BRANO FORNITO
* * * * * * * * *
Lo stato di diritto,
cuore del “sogno cinese”

21/02/2015

Da un articolo di Francesco Sisci, ricercatore associato al Centro di Studi Europei dell’Università di Pechino.

L’istituzione dello stato di diritto è uno dei pilastri del programma di riforme di Xi Jinping. Il Presidente cinese sa che per raggiungere certi obiettivi occorre che il Paese abbia un sistema legale che dia fiducia: i mercati dei capitali dipendono dallo stato di diritto, i cittadini non prendono iniziative se non hanno fiducia nell’equità del sistema legale. La stessa coesione sociale dipende dal rispetto del diritto, altrimenti deve essere costantemente imposta con la forza.

In Cina lo stato di diritto è un concetto recente, importato dall’Occidente. Nel modello occidentale l’efficacia della legge poggia su un insieme di obblighi e responsabilità reciproche tra stato e cittadini, che non trova molti riscontri nella cultura cinese. Nella tradizione cinese gli obblighi erano stringenti, il senso del dovere nei confronti della famiglia, degli amici e dell’imperatore era forte, ma il concetto di “stato” era molto diverso dal nostro. La parole cinese per “stato”, guojia, non coglie il senso del nostro termine, derivato dal verbo “essere”, ma si rifà al concetto di famiglia o clan (jia) e di territorio delimitato da mura (guo). L’accento posto recentemente dal Partito Comunista Cinese sul concetto di stato di diritto (yi fa zhi guo) richiede un cambiamento culturale molto profondo: dall’idea di stato come clan e imperatore al concetto di res publica, che implica diritti, doveri e responsabilità civiche.
* * * * * * * * *
DATI FORNITI
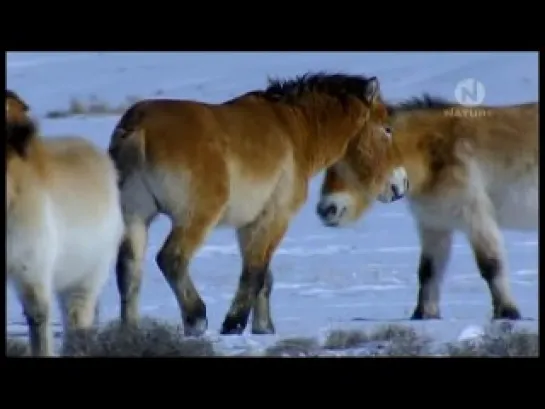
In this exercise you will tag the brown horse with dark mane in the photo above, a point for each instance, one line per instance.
(244, 163)
(475, 170)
* * * * * * * * *
COSA SERVE
Prosegui il brano sullo stato di diritto in Cina, riprendendo subito dopo la sua ultima frase.

RISULTATO ESERCIZIO
Nella storia occidentale le responsabilità sono il rovescio della medaglia dei diritti. Questo concetto mette in discussione il modo in cui per millenni i Cinesi hanno concepito la società. Secondo la visione tradizionale cinese, la legge è una formalità e spesso un intralcio: fare le cose secondo la legge è poco efficiente, lento e di risultato incerto. La legge è qualche cosa da aggirare con le buone relazioni con persone influenti che permettano di evitare l’ostacolo. Ora invece i Cinesi guardano a società basate sullo stato di diritto come a un modello a cui tendere. Secondo recenti sondaggi molti Cinesi sognano di vivere in Paesi come gli Stati Uniti, in cui diritti e responsabilità sono connaturati al concetto di cittadinanza. I Cinesi hanno un forte senso di identità e un forte radicamento nella cultura cinese, ma un attaccamento del tutto marginale al Paese. Vedono nello stato la possibilità di far fortuna, ma non lo amano, né si sentono protetti dallo stato e dalle sue leggi.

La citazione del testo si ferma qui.